* START Data excerpts *

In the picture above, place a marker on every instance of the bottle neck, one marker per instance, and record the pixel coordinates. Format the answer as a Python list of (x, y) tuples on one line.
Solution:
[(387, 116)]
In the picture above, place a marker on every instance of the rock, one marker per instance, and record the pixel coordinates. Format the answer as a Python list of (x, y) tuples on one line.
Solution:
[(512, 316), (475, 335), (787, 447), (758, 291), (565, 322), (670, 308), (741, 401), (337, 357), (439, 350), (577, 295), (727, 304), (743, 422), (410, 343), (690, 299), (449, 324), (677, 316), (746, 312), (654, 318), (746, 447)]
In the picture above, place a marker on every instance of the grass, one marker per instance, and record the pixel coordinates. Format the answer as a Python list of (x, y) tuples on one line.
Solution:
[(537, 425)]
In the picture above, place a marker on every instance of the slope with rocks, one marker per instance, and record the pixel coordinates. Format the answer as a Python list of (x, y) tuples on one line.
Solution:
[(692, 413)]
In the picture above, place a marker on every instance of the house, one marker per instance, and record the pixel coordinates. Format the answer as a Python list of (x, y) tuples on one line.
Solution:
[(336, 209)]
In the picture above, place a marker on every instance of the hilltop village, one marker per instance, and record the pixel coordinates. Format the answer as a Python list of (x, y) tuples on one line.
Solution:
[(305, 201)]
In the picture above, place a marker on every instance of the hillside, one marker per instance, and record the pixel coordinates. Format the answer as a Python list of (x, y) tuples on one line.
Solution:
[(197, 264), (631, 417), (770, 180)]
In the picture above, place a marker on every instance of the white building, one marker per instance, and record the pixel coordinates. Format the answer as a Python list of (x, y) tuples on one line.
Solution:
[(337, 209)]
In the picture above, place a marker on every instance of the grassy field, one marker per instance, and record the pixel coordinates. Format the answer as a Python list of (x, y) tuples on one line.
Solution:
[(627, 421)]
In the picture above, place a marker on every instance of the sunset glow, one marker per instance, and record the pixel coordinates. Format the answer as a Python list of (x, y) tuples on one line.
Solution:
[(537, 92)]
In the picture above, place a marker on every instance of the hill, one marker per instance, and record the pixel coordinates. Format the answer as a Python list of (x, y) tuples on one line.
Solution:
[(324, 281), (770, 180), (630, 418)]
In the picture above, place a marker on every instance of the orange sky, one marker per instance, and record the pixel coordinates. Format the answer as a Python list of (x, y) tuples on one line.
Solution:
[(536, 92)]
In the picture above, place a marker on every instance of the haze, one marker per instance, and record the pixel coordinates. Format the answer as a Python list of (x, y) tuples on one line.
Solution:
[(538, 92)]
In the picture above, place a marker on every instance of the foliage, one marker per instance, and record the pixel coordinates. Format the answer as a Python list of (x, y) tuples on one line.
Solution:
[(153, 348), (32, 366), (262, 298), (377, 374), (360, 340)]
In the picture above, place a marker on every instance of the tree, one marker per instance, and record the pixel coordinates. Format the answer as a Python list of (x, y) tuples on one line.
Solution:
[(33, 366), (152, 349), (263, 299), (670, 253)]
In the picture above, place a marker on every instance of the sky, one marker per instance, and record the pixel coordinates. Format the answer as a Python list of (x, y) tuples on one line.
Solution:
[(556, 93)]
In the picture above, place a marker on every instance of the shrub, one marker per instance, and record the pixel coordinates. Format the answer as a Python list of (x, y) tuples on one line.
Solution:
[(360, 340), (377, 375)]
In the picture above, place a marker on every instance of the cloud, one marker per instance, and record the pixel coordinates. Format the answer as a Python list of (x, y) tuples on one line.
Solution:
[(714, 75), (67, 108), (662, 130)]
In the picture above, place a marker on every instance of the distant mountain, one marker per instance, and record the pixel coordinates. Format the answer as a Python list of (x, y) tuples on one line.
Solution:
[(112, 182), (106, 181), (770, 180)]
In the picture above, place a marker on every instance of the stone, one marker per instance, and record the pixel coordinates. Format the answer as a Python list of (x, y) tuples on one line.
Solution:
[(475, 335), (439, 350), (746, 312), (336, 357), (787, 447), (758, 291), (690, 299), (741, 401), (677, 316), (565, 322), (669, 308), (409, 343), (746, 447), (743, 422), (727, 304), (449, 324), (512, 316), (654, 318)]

* END Data excerpts *

## What the exercise asks
Rewrite all the items above, changing "pixel coordinates" to "image coordinates" and leaving everything else as it is.

## Response to this exercise
In the picture above, place a marker on every instance of the bottle neck, one marker per instance, and record the image coordinates. Format the answer as a Python list of (x, y) tuples on one line.
Solution:
[(387, 116)]
In the picture above, place a marker on every instance of the rock, one marker per instance, and record the image coordinates. Format the answer as a Python list of (x, y) tuples on one line.
Solution:
[(512, 316), (475, 335), (787, 447), (758, 291), (565, 322), (670, 308), (741, 401), (337, 357), (439, 350), (577, 295), (727, 304), (743, 422), (410, 343), (690, 299), (449, 324), (677, 316), (746, 312), (654, 318), (746, 447)]
In the picture above, place a marker on every instance of the grass, one marker per instance, and record the image coordinates. Format the answer as a Python list of (x, y) tuples on one line.
Solution:
[(537, 425)]
In the picture above, place a marker on every instance of the slope with rocks, one marker per instance, and record the image coordinates. Format the answer as a Python list of (x, y) tuples on one line.
Solution:
[(692, 413)]
In the picture above, place a marker on every instance of the house, one marker per instance, and record the image coordinates. Format the answer as a Python list of (x, y) tuples on one line.
Solution:
[(336, 209)]
In the picture above, place a marker on every instance of the hilltop village, one marker per instance, and record the image coordinates. Format the answer as a Python list of (x, y) tuples on one line.
Solution:
[(305, 201)]
In the picture above, place a marker on every instance of the hillside, one marker per instance, and record the image coordinates. Format the answer as a Python list of (x, y) tuples on one line.
Solution:
[(197, 264), (631, 417), (770, 180)]
In the picture above, place a marker on every instance of the white building, one marker per instance, and record the image coordinates. Format the answer as a Python list of (x, y) tuples on one line.
Solution:
[(337, 209)]
In the picture above, place a marker on every instance of the grassy field, one marker per instance, and record the image coordinates. Format the answer as a Python list of (x, y) tuples on one line.
Solution:
[(627, 421)]
In the picture above, place a marker on every instance of the sunset glow, one marker per instance, and record the image coordinates. Format the answer as a Python list of (x, y) tuples on one line.
Solution:
[(537, 92)]
In the picture above, place a marker on every instance of the hill, one marker per instance, and record the image coordinates. Format the answer as a Python list of (x, y) tuples on one line.
Solution:
[(324, 281), (770, 180), (630, 418)]
In the picture above, place a marker on every instance of the orange sky, one marker per instance, and record the image coordinates. Format the answer as a Python list of (x, y) tuples on one line.
Solution:
[(536, 92)]
In the picture above, place a marker on every instance of the haze, one marker per instance, and record the image coordinates. Format the answer as a Python list of (x, y) tuples on one line.
Solution:
[(538, 92)]
In the picture above, place a marker on every instance of the foliage, one marker per instance, and record the image coordinates. Format the answer as a Python list of (x, y) tuples on one line.
Solution:
[(153, 348), (32, 366), (262, 298), (377, 374), (360, 340)]
In the picture above, place a marker on every instance of the tree, one marker per instance, and record the image coordinates. Format the answer as a Python list of (x, y) tuples on one line.
Solution:
[(33, 366), (152, 349), (263, 299), (670, 253)]
In the picture above, place a marker on every instance of the sky, one marker per instance, and record the image coordinates. Format the answer as a Python list of (x, y) tuples on one line.
Solution:
[(556, 93)]
In the picture above, place a marker on every instance of the shrub, one marker per instance, and record the image coordinates. Format the answer as a Python list of (x, y) tuples on one line.
Solution:
[(360, 340), (377, 375)]
In the picture above, place a marker on every instance of the cloud, one marker per instance, and record the image coordinates. Format the answer as a Python list of (x, y) tuples on one line.
Solution:
[(714, 75), (67, 108), (662, 130)]
In the picture above, place a marker on every instance of the distant mountain, one marker per instance, and record the image coordinates. Format the answer as a Python list of (x, y) tuples on one line.
Solution:
[(112, 182), (106, 181), (770, 180)]
In the picture above, place a marker on every instance of the stone, one marker per instance, and record the image coordinates. Format the answer as a Python list of (x, y) tuples on one line.
Solution:
[(475, 335), (439, 350), (746, 312), (336, 357), (787, 447), (758, 291), (690, 299), (741, 401), (677, 316), (565, 322), (669, 308), (409, 343), (746, 447), (743, 422), (727, 304), (449, 324), (512, 316), (654, 318)]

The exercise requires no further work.